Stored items
◆ ◆ ◆

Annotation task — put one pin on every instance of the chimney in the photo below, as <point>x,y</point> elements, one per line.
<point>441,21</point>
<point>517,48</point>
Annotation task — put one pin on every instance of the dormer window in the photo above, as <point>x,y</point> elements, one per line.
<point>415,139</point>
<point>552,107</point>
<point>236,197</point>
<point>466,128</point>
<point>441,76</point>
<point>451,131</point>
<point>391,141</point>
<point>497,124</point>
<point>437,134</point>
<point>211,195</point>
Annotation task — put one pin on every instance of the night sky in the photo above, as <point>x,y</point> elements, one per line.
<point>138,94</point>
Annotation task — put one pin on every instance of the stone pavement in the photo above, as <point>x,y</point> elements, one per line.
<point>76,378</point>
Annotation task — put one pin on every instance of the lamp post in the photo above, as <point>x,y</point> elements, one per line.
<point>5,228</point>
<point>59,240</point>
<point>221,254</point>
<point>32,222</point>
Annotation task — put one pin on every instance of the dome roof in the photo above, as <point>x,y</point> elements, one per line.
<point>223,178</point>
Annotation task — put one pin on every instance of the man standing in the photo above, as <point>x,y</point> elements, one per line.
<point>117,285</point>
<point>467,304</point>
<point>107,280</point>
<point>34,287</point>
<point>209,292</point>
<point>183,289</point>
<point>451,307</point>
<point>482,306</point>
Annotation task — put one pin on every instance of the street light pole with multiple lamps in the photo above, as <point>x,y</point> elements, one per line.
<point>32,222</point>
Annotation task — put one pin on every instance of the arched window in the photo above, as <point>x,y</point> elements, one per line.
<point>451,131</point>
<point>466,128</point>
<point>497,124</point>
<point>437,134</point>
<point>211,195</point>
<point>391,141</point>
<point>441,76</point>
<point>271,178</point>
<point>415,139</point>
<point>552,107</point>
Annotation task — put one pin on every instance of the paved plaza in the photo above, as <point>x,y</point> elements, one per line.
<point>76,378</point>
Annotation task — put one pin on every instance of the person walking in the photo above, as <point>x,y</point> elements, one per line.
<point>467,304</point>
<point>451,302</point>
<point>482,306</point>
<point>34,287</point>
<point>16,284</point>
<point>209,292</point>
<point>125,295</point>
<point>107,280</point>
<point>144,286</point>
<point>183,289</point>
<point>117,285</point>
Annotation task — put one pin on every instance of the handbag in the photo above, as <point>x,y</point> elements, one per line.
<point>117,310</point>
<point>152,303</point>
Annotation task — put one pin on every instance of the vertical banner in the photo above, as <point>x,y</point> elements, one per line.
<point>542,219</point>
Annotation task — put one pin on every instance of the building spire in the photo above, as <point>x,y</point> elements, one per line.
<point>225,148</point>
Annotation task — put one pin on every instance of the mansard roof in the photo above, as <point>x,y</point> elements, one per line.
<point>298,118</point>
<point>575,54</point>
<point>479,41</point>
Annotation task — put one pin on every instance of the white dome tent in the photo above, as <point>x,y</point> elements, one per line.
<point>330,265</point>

◆ ◆ ◆

**Your goal**
Exact copies of all the lines above are required.

**Answer below**
Annotation task — put one pin on every instance of the chimney in the photo below, as <point>x,y</point> elements, one per line.
<point>441,21</point>
<point>517,48</point>
Annotation task — put one pin on every instance of the dormer window in the photo above, as <point>x,y</point> elements, one per line.
<point>415,139</point>
<point>552,107</point>
<point>236,197</point>
<point>466,128</point>
<point>441,76</point>
<point>451,131</point>
<point>391,141</point>
<point>497,124</point>
<point>437,134</point>
<point>211,195</point>
Annotation task — put one pin on every instance of the night sky in the photo above, as <point>x,y</point> elements, one per line.
<point>138,94</point>
Annotation task — put one pin on every instance of the stone pavement in the photo above, as <point>x,y</point> elements, one per line.
<point>76,378</point>
Annotation task — put one pin on every instance of the lamp post in the photo above, as <point>x,y</point> elements, one per line.
<point>5,228</point>
<point>59,240</point>
<point>221,254</point>
<point>32,222</point>
Annotation task — put one pin on every instance of the dome roof in the photo above, as <point>x,y</point> elements, one per line.
<point>223,178</point>
Annotation task — put one pin on every instance of the man standing in the photo above, as <point>x,y</point> elements, one per line.
<point>117,285</point>
<point>467,304</point>
<point>107,280</point>
<point>34,287</point>
<point>209,292</point>
<point>183,289</point>
<point>451,307</point>
<point>482,306</point>
Annotation task — put one pin on every instance of the street light pole with multiple lamps in the photo above, as <point>x,y</point> elements, one per line.
<point>32,222</point>
Annotation task — put one pin on every instance of the arched window in the photo above, as <point>x,y</point> elements, one per line.
<point>451,131</point>
<point>466,128</point>
<point>497,124</point>
<point>437,134</point>
<point>211,195</point>
<point>391,141</point>
<point>441,76</point>
<point>271,178</point>
<point>415,139</point>
<point>552,107</point>
Annotation task — put one pin on every instance of the paved plaza in the photo above, as <point>x,y</point> elements, one per line.
<point>76,378</point>
Annotation task — put one pin on every instance of the person walking in the photo above, as <point>x,y</point> elements, one per line.
<point>467,304</point>
<point>451,302</point>
<point>482,306</point>
<point>34,287</point>
<point>16,284</point>
<point>209,292</point>
<point>125,295</point>
<point>107,280</point>
<point>144,286</point>
<point>183,289</point>
<point>117,285</point>
Annotation task — put one pin on every instance of the handbag in the photo above, as <point>x,y</point> elements, one per line.
<point>117,310</point>
<point>152,303</point>
Annotation task — put one pin on every instance of the vertical banner in the photo above, as <point>x,y</point> elements, one per line.
<point>542,219</point>
Annotation task — put one pin on every instance of the building spire in the photo above, as <point>x,y</point> elements, one per line.
<point>225,148</point>
Annotation task — put one pin on every instance of the mansard roof in the photo above, as <point>x,y</point> elements, one per line.
<point>298,118</point>
<point>575,54</point>
<point>479,41</point>
Annotation task — put one pin on every instance of the white dome tent in the photo above, as <point>x,y</point> elements, one per line.
<point>330,265</point>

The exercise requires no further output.